**PROBLEM DETAILS**
With no omissions, write out every record given below.

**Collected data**

* * * * * * * * *

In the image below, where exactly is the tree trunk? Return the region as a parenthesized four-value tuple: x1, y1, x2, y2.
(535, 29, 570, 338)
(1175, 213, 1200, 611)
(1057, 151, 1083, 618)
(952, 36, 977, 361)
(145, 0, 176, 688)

* * * * * * * * *

**ANSWER TO THIS TASK**
In the image below, where exactly is the tree trunk? Return the region as a parenthesized four-value tuple: x1, y1, x2, y2.
(535, 29, 570, 338)
(1175, 213, 1200, 611)
(1057, 151, 1083, 618)
(952, 36, 977, 361)
(145, 0, 176, 688)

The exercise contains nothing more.